> [Tasks to carry out]:
1. According to the backgrounder on barf-bag guy, what job did he have as an adult?
2. Write the next part of the backgrounder on barf-bag guy, picking up after its final sentence.

> [Text block]:
+ + + + +
A bit of a backgrounder on barf-bag guy.*
Dude was a hard rocker in his younger days. Played sports, partied hard. Drank a lot, used marijuana and coke. As an adult got a decent job driving a forklift, and enjoyed watched football with his drinking buddies. He’s a big guy who loves beer and greasy food. His parents both died fairly young of cancer, leaving him extremely broken, a feeling he drowned in about a weeks worth of tequila after the second funeral.
Eventually, he got married to a woman with a young daughter whom he loved like his own. A couple years in, his wife comes out as a lesbian and says that she and the daughter will be leaving.
This is just too much for him, and so he slits his wrists, getting himself an all-expenses-paid five day trip to the hospital. He comes home to find that his family has indeed left with most of the couples belongings, including several pets. They kindly left a pile of debt in their wake. So, here comes the second suicide attempt, the wrists again. Hospital stay, take 2.
Long story short, the guy lived, but did a number on his wrists, leaving him with limited feeling and movement in his hands. Years of sports and hard living have taken their toll too, resulting in bad knees, back, shoulder, and carrying around an extra 200 pounds or so. He wasn’t able to work after the separation and the suicide attempts due to his rapid decline of physical and mental health. So he winds up on welfare, then gets disability support, still hardly paying enough to look after himself in a healthy way.
+ + + + +
> [Available data]:
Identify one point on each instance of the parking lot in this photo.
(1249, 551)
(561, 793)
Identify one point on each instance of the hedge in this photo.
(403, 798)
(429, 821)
+ + + + +
> [Replies]:
1. He drove a forklift.

2.
He’s doing reasonably well now since he got a government subsidized apartment. He meets with his counselor, has a few friends, and is good with is money.
But this man is only 45, and looks at least 20 years older. He can now barely walk, is in all kinds of pain, has a myriad of GI problems (ick) and still deals with depression.
He’s a smart and nice guy with a good sense of humour, but I often feel at a loss of how to support him. How do I work with him to accept that he is basically like a senior citizen? That he may need some in-home care, a pass for the wheel chair bus, and some serious medical interventions?
Really, he knows all this. But he also does not want to give in, and has sort of resigned himself to suffering. I totally believe in a client’s right to self-determination, but it doesn’t make it any easier to watch. I’m trained to cope with and offer support to people in all kinds of mental and emotional distress, with whatever social factors working against them. But physical deterioration? Out of my scope. We’re meeting with his GP this week, and I’m anxious to see how it goes.
*and no, he didn’t end up puking in my car. We had to pull over for him to get some air, but fortunately it didn’t get any grosser.